**CHALLENGE**
Return every record exactly as written.

**ITEMS**
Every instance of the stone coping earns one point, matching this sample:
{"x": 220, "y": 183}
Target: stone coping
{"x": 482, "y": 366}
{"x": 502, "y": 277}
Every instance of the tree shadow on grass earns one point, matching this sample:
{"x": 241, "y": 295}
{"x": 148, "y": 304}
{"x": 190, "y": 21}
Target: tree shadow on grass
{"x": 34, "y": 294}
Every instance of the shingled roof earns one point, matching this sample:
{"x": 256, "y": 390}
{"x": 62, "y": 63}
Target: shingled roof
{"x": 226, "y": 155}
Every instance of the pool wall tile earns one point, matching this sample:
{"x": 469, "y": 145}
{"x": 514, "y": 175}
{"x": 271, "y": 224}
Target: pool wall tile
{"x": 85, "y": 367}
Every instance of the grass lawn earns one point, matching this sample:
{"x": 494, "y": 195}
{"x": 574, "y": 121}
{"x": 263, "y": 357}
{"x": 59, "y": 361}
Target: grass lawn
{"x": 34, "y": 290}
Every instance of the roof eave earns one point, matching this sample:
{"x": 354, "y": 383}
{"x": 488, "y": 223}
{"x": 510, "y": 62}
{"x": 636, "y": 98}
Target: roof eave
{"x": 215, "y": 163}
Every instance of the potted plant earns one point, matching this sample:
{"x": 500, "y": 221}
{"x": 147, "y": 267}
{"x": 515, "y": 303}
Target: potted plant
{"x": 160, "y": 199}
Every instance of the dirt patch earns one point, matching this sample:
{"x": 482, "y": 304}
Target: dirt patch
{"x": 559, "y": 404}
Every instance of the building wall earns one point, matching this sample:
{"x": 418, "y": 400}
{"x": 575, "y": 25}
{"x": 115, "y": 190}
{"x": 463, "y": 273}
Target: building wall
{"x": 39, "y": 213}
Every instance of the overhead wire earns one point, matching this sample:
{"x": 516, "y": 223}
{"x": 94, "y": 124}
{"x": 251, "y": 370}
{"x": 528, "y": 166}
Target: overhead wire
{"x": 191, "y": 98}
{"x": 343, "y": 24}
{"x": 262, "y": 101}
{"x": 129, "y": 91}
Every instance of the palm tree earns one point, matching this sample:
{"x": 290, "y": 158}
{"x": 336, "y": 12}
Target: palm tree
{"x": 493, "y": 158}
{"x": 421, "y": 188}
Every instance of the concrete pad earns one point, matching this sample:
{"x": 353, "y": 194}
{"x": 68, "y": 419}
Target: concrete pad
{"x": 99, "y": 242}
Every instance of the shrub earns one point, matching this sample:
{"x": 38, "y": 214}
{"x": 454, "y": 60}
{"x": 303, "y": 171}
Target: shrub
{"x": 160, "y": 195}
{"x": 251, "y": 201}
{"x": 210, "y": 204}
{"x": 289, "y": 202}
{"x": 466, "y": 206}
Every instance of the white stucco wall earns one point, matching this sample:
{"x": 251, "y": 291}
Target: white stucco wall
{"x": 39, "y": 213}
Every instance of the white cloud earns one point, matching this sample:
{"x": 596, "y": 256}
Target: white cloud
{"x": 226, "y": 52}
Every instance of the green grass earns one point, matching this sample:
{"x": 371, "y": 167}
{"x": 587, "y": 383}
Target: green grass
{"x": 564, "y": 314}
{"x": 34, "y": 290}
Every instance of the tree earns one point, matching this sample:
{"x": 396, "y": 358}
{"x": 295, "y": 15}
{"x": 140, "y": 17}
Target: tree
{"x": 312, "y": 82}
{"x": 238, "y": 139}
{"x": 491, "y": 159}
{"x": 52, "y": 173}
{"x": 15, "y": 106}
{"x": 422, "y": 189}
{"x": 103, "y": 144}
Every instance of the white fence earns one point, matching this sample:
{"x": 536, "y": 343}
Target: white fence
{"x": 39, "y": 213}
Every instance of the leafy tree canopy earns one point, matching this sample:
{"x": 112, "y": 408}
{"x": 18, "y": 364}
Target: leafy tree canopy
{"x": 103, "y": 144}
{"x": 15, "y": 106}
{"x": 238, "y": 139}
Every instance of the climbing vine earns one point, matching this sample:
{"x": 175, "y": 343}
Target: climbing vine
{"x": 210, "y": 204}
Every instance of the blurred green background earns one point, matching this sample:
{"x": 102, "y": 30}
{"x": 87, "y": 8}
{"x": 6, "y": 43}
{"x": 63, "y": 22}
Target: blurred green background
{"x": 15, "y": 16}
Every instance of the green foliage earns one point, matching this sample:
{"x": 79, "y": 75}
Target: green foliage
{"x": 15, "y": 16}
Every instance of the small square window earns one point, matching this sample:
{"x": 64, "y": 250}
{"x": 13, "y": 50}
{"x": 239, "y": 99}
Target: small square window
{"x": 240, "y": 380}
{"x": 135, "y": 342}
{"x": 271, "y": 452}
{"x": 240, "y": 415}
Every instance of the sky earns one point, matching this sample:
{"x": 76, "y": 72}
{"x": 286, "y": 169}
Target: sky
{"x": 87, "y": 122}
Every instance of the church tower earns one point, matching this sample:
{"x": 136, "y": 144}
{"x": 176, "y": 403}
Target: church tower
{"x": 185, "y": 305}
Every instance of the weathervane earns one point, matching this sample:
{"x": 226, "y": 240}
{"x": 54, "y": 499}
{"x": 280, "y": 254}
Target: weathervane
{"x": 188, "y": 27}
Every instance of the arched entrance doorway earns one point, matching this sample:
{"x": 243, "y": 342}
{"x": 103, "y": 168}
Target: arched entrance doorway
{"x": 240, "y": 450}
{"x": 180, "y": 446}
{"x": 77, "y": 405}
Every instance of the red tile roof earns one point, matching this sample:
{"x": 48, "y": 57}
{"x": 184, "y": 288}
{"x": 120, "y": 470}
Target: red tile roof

**RESPONSE TO THIS TASK**
Every instance of the stone coping earns one point, matching this sample:
{"x": 220, "y": 183}
Target: stone coping
{"x": 482, "y": 366}
{"x": 502, "y": 277}
Every instance of the tree shadow on grass earns one point, matching this sample:
{"x": 241, "y": 295}
{"x": 148, "y": 304}
{"x": 190, "y": 21}
Target: tree shadow on grass
{"x": 34, "y": 294}
Every instance of the shingled roof earns one point, matching this sample:
{"x": 256, "y": 390}
{"x": 62, "y": 63}
Target: shingled roof
{"x": 226, "y": 155}
Every instance of the pool wall tile earns one point, matching this sample:
{"x": 469, "y": 145}
{"x": 514, "y": 175}
{"x": 271, "y": 224}
Target: pool wall tile
{"x": 85, "y": 367}
Every instance of the grass lawn earns one point, matching this sample:
{"x": 494, "y": 195}
{"x": 574, "y": 121}
{"x": 263, "y": 357}
{"x": 59, "y": 361}
Target: grass lawn
{"x": 34, "y": 290}
Every instance of the roof eave earns one point, matching this sample:
{"x": 354, "y": 383}
{"x": 488, "y": 223}
{"x": 510, "y": 62}
{"x": 636, "y": 98}
Target: roof eave
{"x": 215, "y": 163}
Every instance of the potted plant earns one point, matching this sample:
{"x": 500, "y": 221}
{"x": 147, "y": 267}
{"x": 515, "y": 303}
Target: potted plant
{"x": 160, "y": 199}
Every instance of the dirt patch earns one point, matching this sample:
{"x": 482, "y": 304}
Target: dirt patch
{"x": 559, "y": 404}
Every instance of the building wall earns one point, matching this sample:
{"x": 418, "y": 400}
{"x": 575, "y": 25}
{"x": 115, "y": 190}
{"x": 463, "y": 273}
Target: building wall
{"x": 39, "y": 213}
Every instance of the overhead wire earns one point, matching this sample:
{"x": 516, "y": 223}
{"x": 94, "y": 124}
{"x": 251, "y": 370}
{"x": 528, "y": 166}
Target: overhead wire
{"x": 191, "y": 98}
{"x": 343, "y": 24}
{"x": 262, "y": 101}
{"x": 129, "y": 91}
Every instance of the palm tree earns one point, matching this sample:
{"x": 290, "y": 158}
{"x": 336, "y": 12}
Target: palm tree
{"x": 493, "y": 158}
{"x": 421, "y": 188}
Every instance of the concrete pad earns one point, matching this sample:
{"x": 353, "y": 194}
{"x": 68, "y": 419}
Target: concrete pad
{"x": 99, "y": 242}
Every instance of the shrub earns one point, matching this sample:
{"x": 38, "y": 214}
{"x": 454, "y": 60}
{"x": 303, "y": 171}
Target: shrub
{"x": 160, "y": 195}
{"x": 251, "y": 201}
{"x": 210, "y": 204}
{"x": 289, "y": 202}
{"x": 466, "y": 206}
Every instance of the white stucco wall earns one point, matching this sample:
{"x": 251, "y": 291}
Target: white stucco wall
{"x": 39, "y": 213}
Every instance of the white cloud earns one point, matching this sample:
{"x": 596, "y": 256}
Target: white cloud
{"x": 226, "y": 52}
Every instance of the green grass earns one point, matching this sample:
{"x": 371, "y": 167}
{"x": 587, "y": 383}
Target: green grass
{"x": 564, "y": 314}
{"x": 34, "y": 290}
Every instance of the tree earns one point, matching this sample:
{"x": 396, "y": 358}
{"x": 295, "y": 15}
{"x": 140, "y": 17}
Target: tree
{"x": 312, "y": 82}
{"x": 238, "y": 139}
{"x": 491, "y": 159}
{"x": 52, "y": 173}
{"x": 15, "y": 106}
{"x": 422, "y": 189}
{"x": 103, "y": 144}
Every instance of the white fence earns one point, matching this sample:
{"x": 536, "y": 343}
Target: white fence
{"x": 39, "y": 213}
Every instance of the leafy tree canopy earns one point, matching this sample:
{"x": 112, "y": 408}
{"x": 18, "y": 364}
Target: leafy tree canopy
{"x": 103, "y": 144}
{"x": 15, "y": 106}
{"x": 238, "y": 139}
Every instance of the climbing vine earns one point, matching this sample:
{"x": 175, "y": 343}
Target: climbing vine
{"x": 210, "y": 204}
Every instance of the blurred green background earns one point, matching this sample:
{"x": 102, "y": 30}
{"x": 87, "y": 8}
{"x": 6, "y": 43}
{"x": 63, "y": 22}
Target: blurred green background
{"x": 15, "y": 16}
Every instance of the green foliage earns one point, matching this sample:
{"x": 79, "y": 75}
Target: green foliage
{"x": 15, "y": 16}
Every instance of the small square window earns one point, matching this sample:
{"x": 64, "y": 250}
{"x": 13, "y": 50}
{"x": 239, "y": 99}
Target: small square window
{"x": 240, "y": 380}
{"x": 135, "y": 342}
{"x": 271, "y": 452}
{"x": 240, "y": 415}
Every instance of the sky earns one point, matching this sample:
{"x": 76, "y": 72}
{"x": 286, "y": 169}
Target: sky
{"x": 87, "y": 122}
Every instance of the church tower earns one point, matching this sample:
{"x": 136, "y": 144}
{"x": 176, "y": 403}
Target: church tower
{"x": 185, "y": 305}
Every instance of the weathervane earns one point, matching this sample:
{"x": 226, "y": 240}
{"x": 54, "y": 499}
{"x": 280, "y": 254}
Target: weathervane
{"x": 188, "y": 27}
Every instance of the arched entrance doorway earns one point, matching this sample:
{"x": 243, "y": 342}
{"x": 103, "y": 168}
Target: arched entrance doorway
{"x": 240, "y": 450}
{"x": 180, "y": 446}
{"x": 77, "y": 405}
Every instance of the red tile roof earns one point, matching this sample:
{"x": 48, "y": 57}
{"x": 184, "y": 288}
{"x": 120, "y": 470}
Target: red tile roof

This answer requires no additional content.